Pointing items

--- begin ---

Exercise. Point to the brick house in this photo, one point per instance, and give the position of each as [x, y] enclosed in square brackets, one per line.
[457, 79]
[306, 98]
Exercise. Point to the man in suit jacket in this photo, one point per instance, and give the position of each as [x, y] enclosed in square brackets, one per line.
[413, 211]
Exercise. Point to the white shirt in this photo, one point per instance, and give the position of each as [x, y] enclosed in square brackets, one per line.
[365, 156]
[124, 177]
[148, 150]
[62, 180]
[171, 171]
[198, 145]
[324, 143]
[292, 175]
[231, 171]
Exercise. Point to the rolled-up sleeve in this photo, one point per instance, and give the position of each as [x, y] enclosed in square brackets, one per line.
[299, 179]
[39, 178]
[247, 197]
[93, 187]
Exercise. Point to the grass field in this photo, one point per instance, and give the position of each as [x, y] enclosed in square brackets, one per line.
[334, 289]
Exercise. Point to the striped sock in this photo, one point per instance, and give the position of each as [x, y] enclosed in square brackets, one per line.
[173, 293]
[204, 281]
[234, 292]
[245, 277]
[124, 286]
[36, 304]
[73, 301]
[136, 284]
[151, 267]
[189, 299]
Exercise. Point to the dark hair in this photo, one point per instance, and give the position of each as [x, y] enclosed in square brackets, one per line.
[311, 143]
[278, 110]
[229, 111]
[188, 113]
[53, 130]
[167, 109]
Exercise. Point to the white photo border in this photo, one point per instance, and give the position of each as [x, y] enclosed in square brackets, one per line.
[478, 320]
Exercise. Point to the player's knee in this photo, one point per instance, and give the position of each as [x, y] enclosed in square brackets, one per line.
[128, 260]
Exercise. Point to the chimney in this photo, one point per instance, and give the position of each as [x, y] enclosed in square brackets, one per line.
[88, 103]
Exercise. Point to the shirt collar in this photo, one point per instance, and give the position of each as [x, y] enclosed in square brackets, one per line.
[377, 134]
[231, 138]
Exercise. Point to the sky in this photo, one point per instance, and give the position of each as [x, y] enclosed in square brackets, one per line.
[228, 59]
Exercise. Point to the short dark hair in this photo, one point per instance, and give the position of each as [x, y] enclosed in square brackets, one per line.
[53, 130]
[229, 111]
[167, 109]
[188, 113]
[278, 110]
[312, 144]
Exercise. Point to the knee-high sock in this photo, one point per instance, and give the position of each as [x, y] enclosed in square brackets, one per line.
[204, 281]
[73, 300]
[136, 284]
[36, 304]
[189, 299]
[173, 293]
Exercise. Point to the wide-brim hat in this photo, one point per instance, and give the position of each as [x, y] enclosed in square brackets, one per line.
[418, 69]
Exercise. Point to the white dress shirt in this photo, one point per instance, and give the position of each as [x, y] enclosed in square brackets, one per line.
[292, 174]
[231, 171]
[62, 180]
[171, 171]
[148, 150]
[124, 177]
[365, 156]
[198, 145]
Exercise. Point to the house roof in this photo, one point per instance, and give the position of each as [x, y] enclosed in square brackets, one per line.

--- end ---

WHAT YOU ARE ASKED TO DO: Copy every item above verbatim, line for line, with no changes.

EXERCISE ANSWER:
Exercise. Point to the brick house in this photo, one point per instance, and give the position of each as [x, y] enclosed in square brackets, one per line.
[457, 79]
[306, 98]
Exercise. Point to the man in suit jacket in this photo, one point per instance, and give the position of each as [x, y] enclosed in square brackets, one per line.
[413, 211]
Exercise. Point to the white shirt in this photo, one point per instance, and give the position of each as [x, y] enclosed in square brackets, one per line.
[365, 156]
[124, 177]
[148, 150]
[62, 180]
[171, 171]
[198, 145]
[324, 143]
[292, 175]
[231, 171]
Exercise. Point to the rolled-up sleeve in this photo, one point per instance, and give the position of each as [x, y] enclosed in square brackets, one per line.
[299, 179]
[39, 178]
[247, 197]
[93, 187]
Exercise. Point to the grass field in this photo, one point per instance, and give the position of each as [x, y] enclosed in square brackets, one per line.
[334, 289]
Exercise. Point to the striped sock in this photo, one point per instance, and give the position of each as [x, y] enclosed in square brackets, one per line.
[173, 293]
[204, 281]
[234, 292]
[245, 277]
[124, 286]
[36, 304]
[73, 301]
[136, 284]
[151, 267]
[189, 299]
Exercise. Point to the dark hair in this photo, one point per instance, and give the position of each as [x, y] enclosed in square brackets, one per line.
[311, 143]
[278, 110]
[229, 111]
[188, 113]
[53, 130]
[167, 109]
Exercise. Point to the white photo border in this photo, one point per instance, and give the position of each as [x, y] enclosed in square brackets, one per line.
[478, 320]
Exercise. Point to the player's knee in this photo, one point per instance, and give the position of each as [x, y] enclosed in square brackets, one per line.
[128, 260]
Exercise. Point to the chimney in this photo, one point per instance, and give the position of each as [x, y] enclosed in square brackets, one per line.
[88, 103]
Exercise. Point to the shirt collar in this photo, one point per instance, and give the position of each as [x, y] enclosed in square brackets, one per line.
[377, 134]
[231, 138]
Exercise. Point to the sky in this photo, one point per instance, and give the position of each as [x, y] enclosed in square brackets, one per line.
[228, 59]
Exercise. Point to the short dark hair in this photo, one point per instance, and give the position of each as [x, y] enclosed in square brackets, one per line.
[53, 130]
[229, 111]
[167, 109]
[188, 113]
[278, 110]
[312, 144]
Exercise. Point to the knee-high sock in this photo, one point per instance, and give the position of each as [x, y] enclosed in square brackets, one per line.
[204, 281]
[73, 300]
[136, 284]
[36, 304]
[189, 299]
[173, 293]
Exercise. Point to the wide-brim hat in this photo, one point per instance, and give the position of each as [x, y] enclosed in square brackets, one per line.
[418, 69]
Exercise. Point to the white dress shirt in this photo, one point per instance, and give the position of each as [x, y] enclosed in square brackets, one per line.
[292, 174]
[231, 171]
[62, 180]
[171, 171]
[148, 150]
[124, 177]
[365, 156]
[198, 145]
Exercise. Point to the house roof in this photo, one point per instance, and give the position of each as [x, y] enclosed in square brackets, one per line.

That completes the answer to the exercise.